▶ [PASSAGEM]:

--------------------------------------------------

Entre os protestantes e católicos há o predomínio da teologia paulina da justificação pela fé. Afirmam que, segundo as palavras de Paulo de Tarso, a “salvação” viria pela fé e não pelas obras. Em síntese, afirma o apóstolo dos Gentios: “Porque pela graça sois salvos, por meio da fé; e isto não vem de vós, é dom de Deus. Não vem das obras, para que ninguém se glorie” (Efésios 2:8-9).
Segundo os estudiosos, o irmão de Jesus, Tiago, foi o verdadeiro coordenador do Cristianismo nascente, sendo a sua epístola uma verdadeira contestação para com a doutrina da justificação pela fé supostamente ensinada pelo apóstolo dos Gentios.
Observe-se:
“Meus irmãos, que aproveita se alguém disser que tem fé, e não tiver as obras? Porventura a fé pode salvá-lo? E, se o irmão ou a irmã estiverem nus, e tiverem falta de mantimento quotidiano, e algum de vós lhes disser: Ide em paz, aquentai-vos, e fartai-vos; e não lhes derdes as coisas necessárias para o corpo, que proveito virá daí? Assim também a fé, se não tiver as obras, é morta em si mesma. Mas dirá alguém: Tu tens a fé, e eu tenho as obras; mostra-me a tua fé sem as tuas obras, e eu te mostrarei a minha fé pelas minhas obras.
“(...) Vedes então que o homem é justificado pelas obras, e não somente pela fé. E de igual modo Raabe, a meretriz, não foi também justificada pelas obras, quando recolheu os emissários, e os despediu por outro caminho? Porque, assim como o corpo sem o espírito está morto, assim também a fé sem obras é morta” (Tiago 2:14-26).
A Sociedade Bíblica do Brasil comenta a epístola de Tiago da seguinte forma, in verbis:
“Ele põe acima de tudo a necessidade de não somente crer como também agir. Não adianta nada alguém dizer que tem fé se não provar por meio das suas ações que sua fé é viva e verdadeira (...). A verdadeira fé cristã se manifesta em ações cristãs.”(1)
Defende Hermínio C. Miranda(2) que o apóstolo Paulo “não prega a fé sem obras, como entendem muitos de seus intérpretes até hoje; ele não faz outra coisa senão ensinar que a fé, a nova concepção do relacionamento do homem com Deus, dispensa a ritualista da lei antiga, consubstanciada no velho testamento e na tradição” e que “jamais encontrou apoio no pensamento de Paulo de que a fé passiva e sem obras levar-nos-ia à salvação”.

--------------------------------------------------

▶ [EXTRATOS DAS LINHAS]:
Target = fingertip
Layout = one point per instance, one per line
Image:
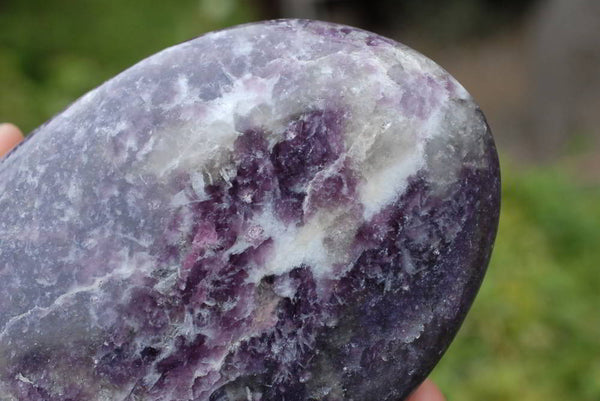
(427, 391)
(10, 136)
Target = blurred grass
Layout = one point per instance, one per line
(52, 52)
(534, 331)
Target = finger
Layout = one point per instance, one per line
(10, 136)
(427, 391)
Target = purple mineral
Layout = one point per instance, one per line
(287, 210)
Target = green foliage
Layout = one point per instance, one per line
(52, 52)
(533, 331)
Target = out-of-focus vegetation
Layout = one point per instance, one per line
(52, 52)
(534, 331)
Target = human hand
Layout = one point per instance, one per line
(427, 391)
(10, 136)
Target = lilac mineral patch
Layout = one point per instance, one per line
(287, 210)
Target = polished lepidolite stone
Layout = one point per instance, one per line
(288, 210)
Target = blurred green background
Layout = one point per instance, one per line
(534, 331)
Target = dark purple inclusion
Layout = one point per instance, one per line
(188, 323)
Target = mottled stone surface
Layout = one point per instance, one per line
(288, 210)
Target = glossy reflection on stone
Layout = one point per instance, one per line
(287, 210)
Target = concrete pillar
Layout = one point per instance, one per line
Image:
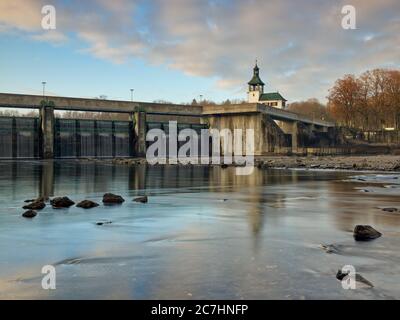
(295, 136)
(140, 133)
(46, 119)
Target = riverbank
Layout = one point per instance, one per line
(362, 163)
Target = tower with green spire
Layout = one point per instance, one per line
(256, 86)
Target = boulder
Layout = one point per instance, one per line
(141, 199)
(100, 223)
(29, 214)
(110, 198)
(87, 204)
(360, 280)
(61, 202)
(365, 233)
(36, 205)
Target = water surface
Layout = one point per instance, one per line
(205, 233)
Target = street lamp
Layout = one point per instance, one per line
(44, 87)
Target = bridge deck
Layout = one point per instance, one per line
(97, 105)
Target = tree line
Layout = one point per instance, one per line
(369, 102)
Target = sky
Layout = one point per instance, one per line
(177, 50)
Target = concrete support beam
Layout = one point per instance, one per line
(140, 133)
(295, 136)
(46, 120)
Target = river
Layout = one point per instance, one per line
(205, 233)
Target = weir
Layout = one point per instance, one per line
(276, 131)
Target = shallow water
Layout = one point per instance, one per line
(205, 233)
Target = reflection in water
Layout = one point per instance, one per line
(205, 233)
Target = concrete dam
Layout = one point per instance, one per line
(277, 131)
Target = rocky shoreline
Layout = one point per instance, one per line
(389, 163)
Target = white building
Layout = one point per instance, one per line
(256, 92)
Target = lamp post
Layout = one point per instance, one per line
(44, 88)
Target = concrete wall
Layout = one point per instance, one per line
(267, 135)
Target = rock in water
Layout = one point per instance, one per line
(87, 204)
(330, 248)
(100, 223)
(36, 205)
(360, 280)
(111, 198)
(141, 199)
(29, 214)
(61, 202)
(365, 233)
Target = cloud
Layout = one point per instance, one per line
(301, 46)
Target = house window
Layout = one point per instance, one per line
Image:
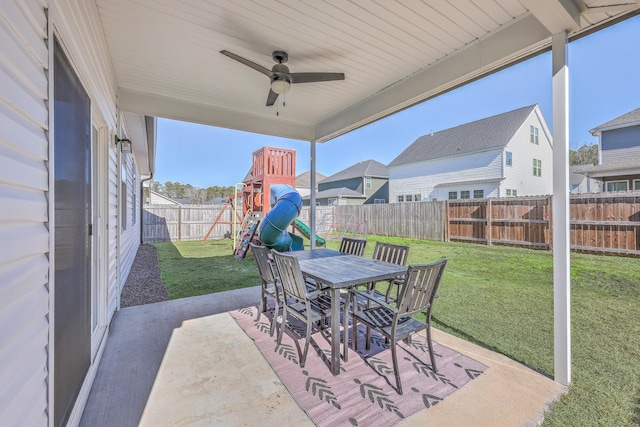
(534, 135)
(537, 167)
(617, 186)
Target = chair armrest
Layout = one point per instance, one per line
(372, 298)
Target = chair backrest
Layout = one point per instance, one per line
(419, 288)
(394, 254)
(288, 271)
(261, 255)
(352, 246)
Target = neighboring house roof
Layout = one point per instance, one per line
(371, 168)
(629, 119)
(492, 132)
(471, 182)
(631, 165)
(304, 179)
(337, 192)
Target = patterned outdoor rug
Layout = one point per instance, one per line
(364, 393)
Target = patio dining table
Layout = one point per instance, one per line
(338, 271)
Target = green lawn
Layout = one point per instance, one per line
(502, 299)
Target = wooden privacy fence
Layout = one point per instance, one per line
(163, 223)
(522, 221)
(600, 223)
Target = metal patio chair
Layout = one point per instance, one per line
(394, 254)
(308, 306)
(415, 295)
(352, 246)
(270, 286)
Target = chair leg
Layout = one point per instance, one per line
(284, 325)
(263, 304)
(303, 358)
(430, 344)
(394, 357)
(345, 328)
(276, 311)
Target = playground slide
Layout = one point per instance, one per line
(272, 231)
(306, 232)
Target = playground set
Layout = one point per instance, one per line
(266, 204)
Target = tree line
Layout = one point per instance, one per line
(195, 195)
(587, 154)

--------------------------------------------------

▶ [SOLICITAÇÕES]:
a: Reproduza o trecho da passagem que se inicia com as palavras que contêm "Segundo os estudiosos, o" e se encerra em "pelas minhas obras.".
b: Segundo os estudiosos citados na passagem, quem foi o verdadeiro coordenador do Cristianismo nascente?
As linhas não são necessárias.

▶ [RESPOSTAS POR TAREFA]:
a:
Segundo os estudiosos, o irmão de Jesus, Tiago, foi o verdadeiro coordenador do Cristianismo nascente, sendo a sua epístola uma verdadeira contestação para com a doutrina da justificação pela fé supostamente ensinada pelo apóstolo dos Gentios.
Observe-se:
“Meus irmãos, que aproveita se alguém disser que tem fé, e não tiver as obras? Porventura a fé pode salvá-lo? E, se o irmão ou a irmã estiverem nus, e tiverem falta de mantimento quotidiano, e algum de vós lhes disser: Ide em paz, aquentai-vos, e fartai-vos; e não lhes derdes as coisas necessárias para o corpo, que proveito virá daí? Assim também a fé, se não tiver as obras, é morta em si mesma. Mas dirá alguém: Tu tens a fé, e eu tenho as obras; mostra-me a tua fé sem as tuas obras, e eu te mostrarei a minha fé pelas minhas obras.

b: Tiago, o irmão de Jesus.